**Aufgabe:**
Welcher Paragraph des Strafgesetzbuches stellt laut dem Textauszug Werbung für Schwangerschaftsabbrüche unter Strafe?

---------- Textauszug ----------

Der nächste Testfall für die Große Koalition
Streit um den Kompromiss beim Werbeverbot für Abtreibungen geht bei der SPD weiter
- Nach monatelangem Streit hat sich die Große Koalition auf einen Kompromiss beim Werbeverbot für Abtreibungen geeinigt – und damit neues Ungemach ausgelöst. Werbung für Schwangerschaftsabbrüche steht laut dem Paragraphen 219a des Strafgesetzbuches weiter unter Strafe, allerdings sollen sich Frauen leichter informieren können. Die Kritik daran, auch aus der SPD daran, ist massiv. Von einem „Misstrauensvotum gegen die Ärzteschaft“, spricht Hilde Mattheis, die Ulmer Parteilinke und Bundesvorsitzende des Forums Demokratische Linke 21. Der Vorschlag der Bundesregierung schaffe „keine Klarheit, sondern erschwert die Situation der Ärztinnen und Ärzte und in der Folge der betroffenen Frauen“. Die einzige Möglichkeit, den Paragraphen 219a noch zu streichen, sei „eine Gewissensentscheidung im Bundestag“, sagte Mattheis am Donnerstag der „Schwäbischen Zeitung“.

---------- Verfügbare Daten ----------

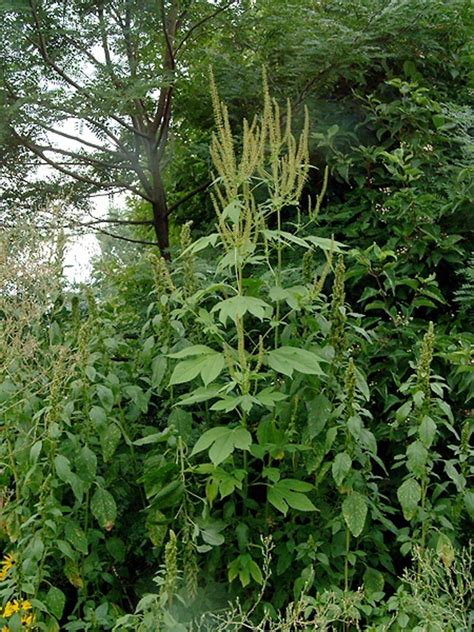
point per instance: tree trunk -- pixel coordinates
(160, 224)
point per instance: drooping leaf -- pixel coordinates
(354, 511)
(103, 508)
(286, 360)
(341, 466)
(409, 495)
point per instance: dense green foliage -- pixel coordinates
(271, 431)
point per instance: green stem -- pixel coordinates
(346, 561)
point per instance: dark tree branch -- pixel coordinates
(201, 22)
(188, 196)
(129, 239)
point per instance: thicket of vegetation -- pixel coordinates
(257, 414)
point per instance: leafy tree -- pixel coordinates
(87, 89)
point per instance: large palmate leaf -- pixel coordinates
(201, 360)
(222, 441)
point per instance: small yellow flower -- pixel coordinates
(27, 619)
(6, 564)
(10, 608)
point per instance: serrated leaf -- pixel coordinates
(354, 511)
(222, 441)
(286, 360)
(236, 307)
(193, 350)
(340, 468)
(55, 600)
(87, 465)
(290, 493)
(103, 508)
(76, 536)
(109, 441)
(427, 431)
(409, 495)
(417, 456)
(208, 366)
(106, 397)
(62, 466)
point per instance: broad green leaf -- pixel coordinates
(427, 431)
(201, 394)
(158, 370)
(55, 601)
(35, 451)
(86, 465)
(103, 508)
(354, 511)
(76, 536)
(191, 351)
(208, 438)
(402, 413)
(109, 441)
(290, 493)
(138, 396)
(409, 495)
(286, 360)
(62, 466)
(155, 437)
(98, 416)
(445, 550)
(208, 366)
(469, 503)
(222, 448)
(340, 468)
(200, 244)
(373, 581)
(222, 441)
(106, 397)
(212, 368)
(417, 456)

----------
---------- Verfügbare Daten ----------

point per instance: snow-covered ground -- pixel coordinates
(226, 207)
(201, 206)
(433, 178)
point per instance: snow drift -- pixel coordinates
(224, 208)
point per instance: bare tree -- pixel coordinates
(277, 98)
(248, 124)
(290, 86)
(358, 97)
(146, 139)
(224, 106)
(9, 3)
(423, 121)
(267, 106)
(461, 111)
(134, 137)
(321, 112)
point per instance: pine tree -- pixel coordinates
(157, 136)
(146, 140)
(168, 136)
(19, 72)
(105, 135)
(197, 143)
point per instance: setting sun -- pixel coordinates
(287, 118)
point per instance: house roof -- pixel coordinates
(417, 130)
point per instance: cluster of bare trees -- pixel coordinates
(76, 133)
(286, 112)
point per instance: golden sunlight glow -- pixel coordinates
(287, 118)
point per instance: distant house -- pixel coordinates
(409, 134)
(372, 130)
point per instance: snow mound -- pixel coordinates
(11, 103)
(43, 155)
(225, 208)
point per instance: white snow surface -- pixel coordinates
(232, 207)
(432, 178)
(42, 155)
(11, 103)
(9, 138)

----------

**Antwort:**
Paragraph 219a des Strafgesetzbuches.